[Begin Excerpted data]

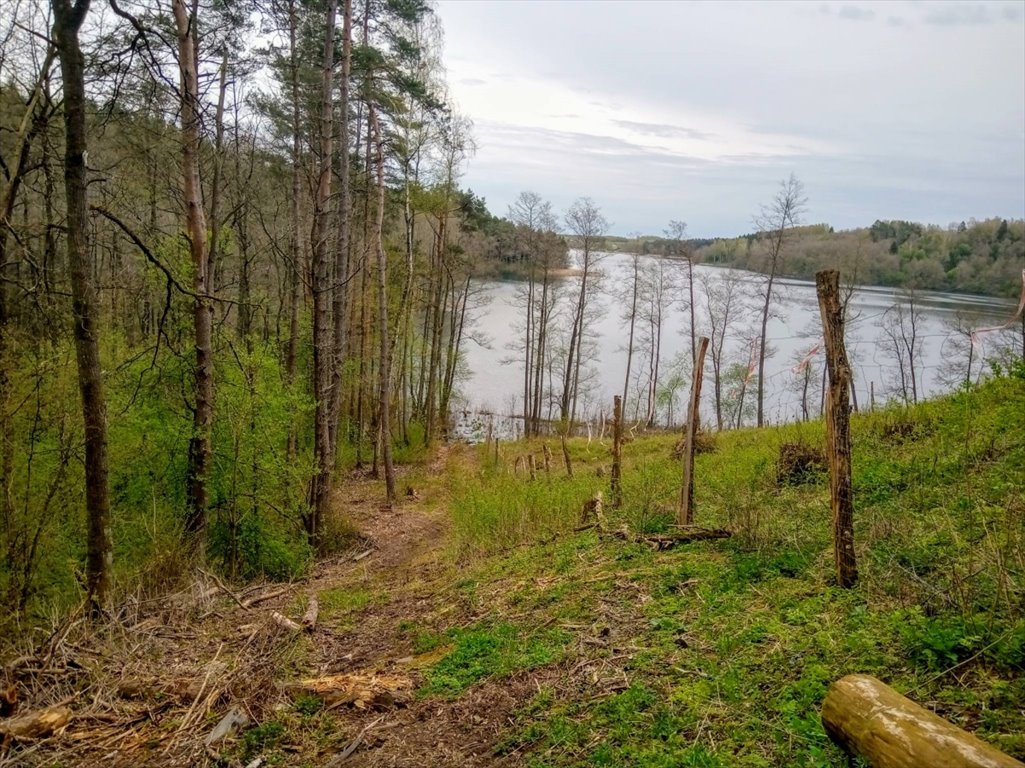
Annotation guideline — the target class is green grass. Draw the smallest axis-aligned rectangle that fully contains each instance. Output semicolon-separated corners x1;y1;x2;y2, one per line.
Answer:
417;621;568;697
318;588;383;621
444;377;1025;767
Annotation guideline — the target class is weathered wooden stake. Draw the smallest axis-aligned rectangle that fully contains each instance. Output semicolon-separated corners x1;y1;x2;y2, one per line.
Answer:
815;270;858;589
610;395;623;510
677;336;708;525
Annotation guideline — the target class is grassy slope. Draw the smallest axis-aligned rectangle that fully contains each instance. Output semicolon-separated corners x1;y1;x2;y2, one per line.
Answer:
420;371;1025;766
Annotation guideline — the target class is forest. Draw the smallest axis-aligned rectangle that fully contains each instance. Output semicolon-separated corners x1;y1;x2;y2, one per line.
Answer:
0;0;1025;768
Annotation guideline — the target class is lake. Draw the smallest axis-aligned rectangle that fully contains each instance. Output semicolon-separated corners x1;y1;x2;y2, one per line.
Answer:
455;251;1016;438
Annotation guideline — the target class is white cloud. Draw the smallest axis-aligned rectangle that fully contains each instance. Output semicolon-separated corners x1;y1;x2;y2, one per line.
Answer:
439;0;1025;234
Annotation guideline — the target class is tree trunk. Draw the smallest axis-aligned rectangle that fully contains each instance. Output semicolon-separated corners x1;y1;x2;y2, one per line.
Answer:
370;104;395;506
171;0;213;545
285;0;302;463
53;0;114;614
822;675;1025;768
305;0;338;550
209;48;228;292
677;336;708;525
622;256;641;408
610;395;623;510
815;270;858;589
330;0;353;457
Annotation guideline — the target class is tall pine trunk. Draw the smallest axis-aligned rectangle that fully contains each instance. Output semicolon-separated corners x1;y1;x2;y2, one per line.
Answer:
171;0;213;544
53;0;114;613
369;104;395;504
305;0;338;549
329;0;353;458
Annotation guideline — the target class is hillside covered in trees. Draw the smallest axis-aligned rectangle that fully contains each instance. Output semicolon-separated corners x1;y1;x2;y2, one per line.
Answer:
0;0;1025;768
602;218;1025;298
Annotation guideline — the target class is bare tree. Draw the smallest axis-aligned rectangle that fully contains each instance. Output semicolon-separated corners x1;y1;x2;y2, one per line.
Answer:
171;0;213;539
560;197;609;429
369;102;395;504
52;0;114;613
622;253;641;409
304;0;338;548
878;290;923;405
699;270;743;432
639;258;676;427
665;220;697;365
754;173;808;427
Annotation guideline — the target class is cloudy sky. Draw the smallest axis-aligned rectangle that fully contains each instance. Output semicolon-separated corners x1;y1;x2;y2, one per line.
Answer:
437;0;1025;237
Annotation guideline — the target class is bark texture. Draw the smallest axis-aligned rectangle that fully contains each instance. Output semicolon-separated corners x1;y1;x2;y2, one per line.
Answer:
822;675;1025;768
53;0;114;613
815;270;858;588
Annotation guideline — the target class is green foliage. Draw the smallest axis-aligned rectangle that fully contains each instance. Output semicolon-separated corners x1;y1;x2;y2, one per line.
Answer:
450;376;1025;768
696;218;1025;296
242;720;285;763
418;622;566;697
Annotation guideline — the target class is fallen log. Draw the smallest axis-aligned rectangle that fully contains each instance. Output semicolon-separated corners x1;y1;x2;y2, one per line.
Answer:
0;706;72;741
612;526;733;551
822;675;1025;768
271;611;302;632
285;673;413;710
242;584;292;608
204;706;249;746
302;597;320;632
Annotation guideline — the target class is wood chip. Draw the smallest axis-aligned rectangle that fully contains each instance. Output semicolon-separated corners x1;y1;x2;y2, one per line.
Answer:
0;706;72;741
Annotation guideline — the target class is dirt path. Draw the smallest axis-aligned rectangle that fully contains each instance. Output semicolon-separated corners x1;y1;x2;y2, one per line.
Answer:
0;447;540;768
297;447;543;768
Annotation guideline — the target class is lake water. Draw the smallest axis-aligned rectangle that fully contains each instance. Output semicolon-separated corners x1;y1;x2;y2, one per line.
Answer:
455;251;1015;437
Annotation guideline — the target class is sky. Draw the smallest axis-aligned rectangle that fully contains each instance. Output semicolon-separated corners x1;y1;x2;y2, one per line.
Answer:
437;0;1025;237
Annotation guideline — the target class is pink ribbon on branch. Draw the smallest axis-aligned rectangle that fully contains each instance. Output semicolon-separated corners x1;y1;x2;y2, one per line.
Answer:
972;270;1025;347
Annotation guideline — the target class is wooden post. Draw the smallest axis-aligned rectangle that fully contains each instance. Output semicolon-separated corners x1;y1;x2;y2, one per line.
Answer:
610;395;623;510
822;675;1025;768
677;336;708;525
559;422;573;478
815;270;858;589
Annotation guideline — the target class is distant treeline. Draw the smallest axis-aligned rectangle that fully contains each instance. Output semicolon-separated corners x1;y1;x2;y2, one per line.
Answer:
598;218;1025;296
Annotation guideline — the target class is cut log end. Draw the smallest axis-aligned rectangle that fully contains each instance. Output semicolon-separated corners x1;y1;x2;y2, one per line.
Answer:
822;675;1025;768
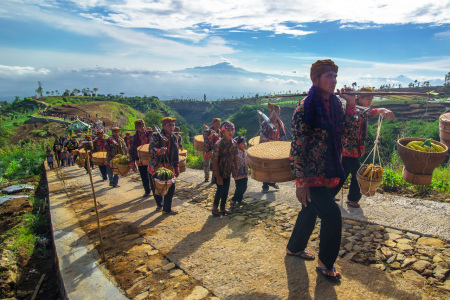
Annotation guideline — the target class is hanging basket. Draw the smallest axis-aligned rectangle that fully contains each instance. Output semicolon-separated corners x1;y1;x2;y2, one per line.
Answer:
194;134;204;152
397;138;448;185
356;172;383;197
152;178;175;196
92;152;106;166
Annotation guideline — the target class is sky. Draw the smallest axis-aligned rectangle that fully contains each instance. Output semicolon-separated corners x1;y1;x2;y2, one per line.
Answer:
0;0;450;100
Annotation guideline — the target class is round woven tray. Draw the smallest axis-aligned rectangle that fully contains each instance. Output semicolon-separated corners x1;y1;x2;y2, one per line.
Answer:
92;152;106;166
247;141;295;183
194;134;204;152
397;138;448;185
248;136;261;147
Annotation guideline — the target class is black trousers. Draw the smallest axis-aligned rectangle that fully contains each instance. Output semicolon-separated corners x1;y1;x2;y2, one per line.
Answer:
287;186;342;269
98;166;108;180
148;174;175;212
332;156;362;202
231;177;248;202
214;177;231;210
137;166;150;194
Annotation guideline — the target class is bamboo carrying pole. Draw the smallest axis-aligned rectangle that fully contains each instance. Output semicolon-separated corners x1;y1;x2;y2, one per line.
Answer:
262;91;444;98
86;150;106;262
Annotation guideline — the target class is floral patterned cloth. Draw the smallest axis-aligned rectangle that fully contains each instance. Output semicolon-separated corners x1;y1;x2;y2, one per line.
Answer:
203;128;220;158
259;119;286;143
342;108;377;158
128;130;152;166
234;149;248;180
147;129;179;175
213;138;237;178
289;100;356;188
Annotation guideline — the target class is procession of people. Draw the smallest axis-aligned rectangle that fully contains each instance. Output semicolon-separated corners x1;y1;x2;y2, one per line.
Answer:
46;59;394;280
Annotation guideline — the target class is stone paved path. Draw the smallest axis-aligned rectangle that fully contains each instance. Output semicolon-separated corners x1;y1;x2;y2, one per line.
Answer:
54;168;450;299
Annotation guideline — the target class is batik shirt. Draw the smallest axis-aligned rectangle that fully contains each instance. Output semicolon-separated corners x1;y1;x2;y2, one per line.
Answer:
203;128;220;158
234;149;248;180
259;119;286;143
289;100;356;188
342;108;377;158
213;138;237;178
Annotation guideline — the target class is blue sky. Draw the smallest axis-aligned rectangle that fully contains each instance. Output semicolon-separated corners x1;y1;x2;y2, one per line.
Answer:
0;0;450;100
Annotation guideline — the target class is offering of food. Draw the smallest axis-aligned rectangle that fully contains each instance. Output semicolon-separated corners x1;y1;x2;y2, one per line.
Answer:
406;139;445;152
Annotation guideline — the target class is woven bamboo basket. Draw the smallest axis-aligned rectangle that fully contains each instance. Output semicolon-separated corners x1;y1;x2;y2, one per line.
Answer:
152;179;173;196
356;172;383;197
439;113;450;148
247;141;295;183
178;150;187;157
248;136;260;147
138;144;150;166
92;152;106;166
194;134;203;152
397;138;448;185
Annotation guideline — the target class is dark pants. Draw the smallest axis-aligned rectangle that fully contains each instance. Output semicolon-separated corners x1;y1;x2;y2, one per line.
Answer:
287;186;342;269
137;166;150;194
214;177;231;210
98;166;108;180
231;177;248;202
148;174;175;212
331;156;361;202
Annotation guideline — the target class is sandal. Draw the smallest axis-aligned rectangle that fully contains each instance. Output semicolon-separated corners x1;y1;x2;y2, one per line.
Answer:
211;207;220;217
316;266;342;281
345;200;361;208
219;209;231;216
286;249;316;260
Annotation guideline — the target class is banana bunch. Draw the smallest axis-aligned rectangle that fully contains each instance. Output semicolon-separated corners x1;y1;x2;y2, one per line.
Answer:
153;167;173;181
358;164;383;179
111;154;130;165
406;139;445;152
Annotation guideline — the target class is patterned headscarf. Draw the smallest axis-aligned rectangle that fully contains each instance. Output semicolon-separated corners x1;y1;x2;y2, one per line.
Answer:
309;59;339;80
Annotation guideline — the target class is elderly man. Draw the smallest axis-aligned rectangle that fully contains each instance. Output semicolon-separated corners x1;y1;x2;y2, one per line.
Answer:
128;119;152;197
148;117;180;215
333;87;394;208
106;127;127;188
203;118;221;184
286;60;356;280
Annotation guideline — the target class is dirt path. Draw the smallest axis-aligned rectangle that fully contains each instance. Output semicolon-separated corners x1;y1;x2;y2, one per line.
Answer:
53;167;450;299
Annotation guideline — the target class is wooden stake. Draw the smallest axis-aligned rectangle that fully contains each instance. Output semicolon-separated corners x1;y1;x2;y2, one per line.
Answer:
86;150;106;262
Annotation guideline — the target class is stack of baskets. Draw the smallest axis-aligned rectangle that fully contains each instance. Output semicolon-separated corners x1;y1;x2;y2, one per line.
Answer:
247;141;295;183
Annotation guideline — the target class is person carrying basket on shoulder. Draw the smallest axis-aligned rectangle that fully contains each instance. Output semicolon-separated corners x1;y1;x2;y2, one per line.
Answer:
333;87;395;208
286;59;356;280
147;117;180;215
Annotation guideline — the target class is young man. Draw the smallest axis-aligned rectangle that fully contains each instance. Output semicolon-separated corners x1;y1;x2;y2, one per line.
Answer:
203;118;221;184
259;103;286;193
92;129;108;181
333;87;394;208
286;60;355;279
128;119;152;197
212;121;237;216
148;117;180;215
106;127;127;188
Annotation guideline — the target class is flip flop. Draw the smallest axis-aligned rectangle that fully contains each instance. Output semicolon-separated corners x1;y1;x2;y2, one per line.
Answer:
345;201;361;208
316;266;342;281
286;249;316;260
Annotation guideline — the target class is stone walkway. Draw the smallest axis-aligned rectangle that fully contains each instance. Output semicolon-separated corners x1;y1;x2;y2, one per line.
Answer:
51;168;450;299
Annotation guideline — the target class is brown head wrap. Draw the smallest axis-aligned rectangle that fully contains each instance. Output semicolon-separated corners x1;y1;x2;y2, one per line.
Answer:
267;102;281;111
134;119;145;127
309;59;339;80
161;117;177;126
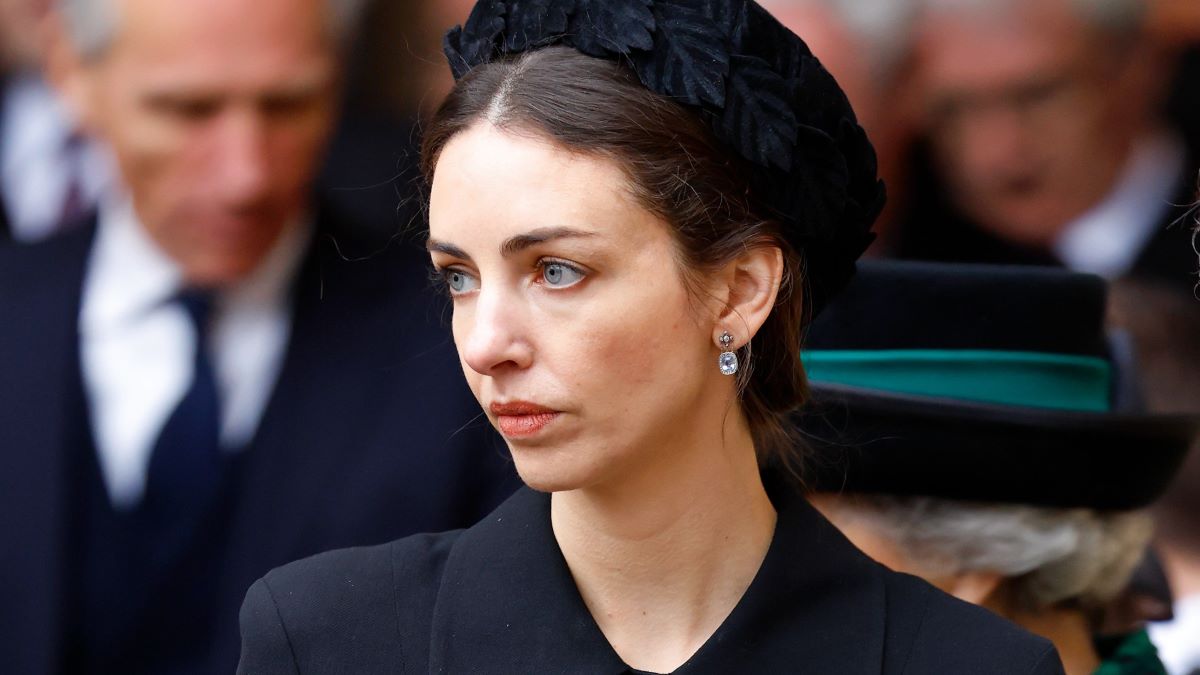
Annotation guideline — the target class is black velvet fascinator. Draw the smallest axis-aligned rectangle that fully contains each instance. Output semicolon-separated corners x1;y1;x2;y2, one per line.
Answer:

[End Excerpted data]

## Short task
Return, unchanged and in order, the lines of the data above, starting at the line that contains "Annotation guideline — the target class is wooden stake." and ending at the line that contains "147;117;180;215".

## Complete answer
Annotation guideline — the target class is wooden stake. Draw the smallest axis-aligned rectangle that fully contains each instance. Output semicolon-separated corners x1;y1;x2;y2, one per line.
Answer:
86;150;106;262
Annotation guideline — the target class is stack of baskets. Draw the smallest axis-aligned rectangle that fully contains each instance. Output semicolon-separated corners x1;y1;x2;y2, one per line.
Answer:
247;141;295;183
Annotation guideline — the target class is person carrying basket on shoulder. Draw the smallest axis-aligned rectangle that fully contains each instance. Output semicolon-separated corners x1;y1;x2;y2, one per line.
Answer:
333;87;395;208
286;59;356;280
147;117;180;215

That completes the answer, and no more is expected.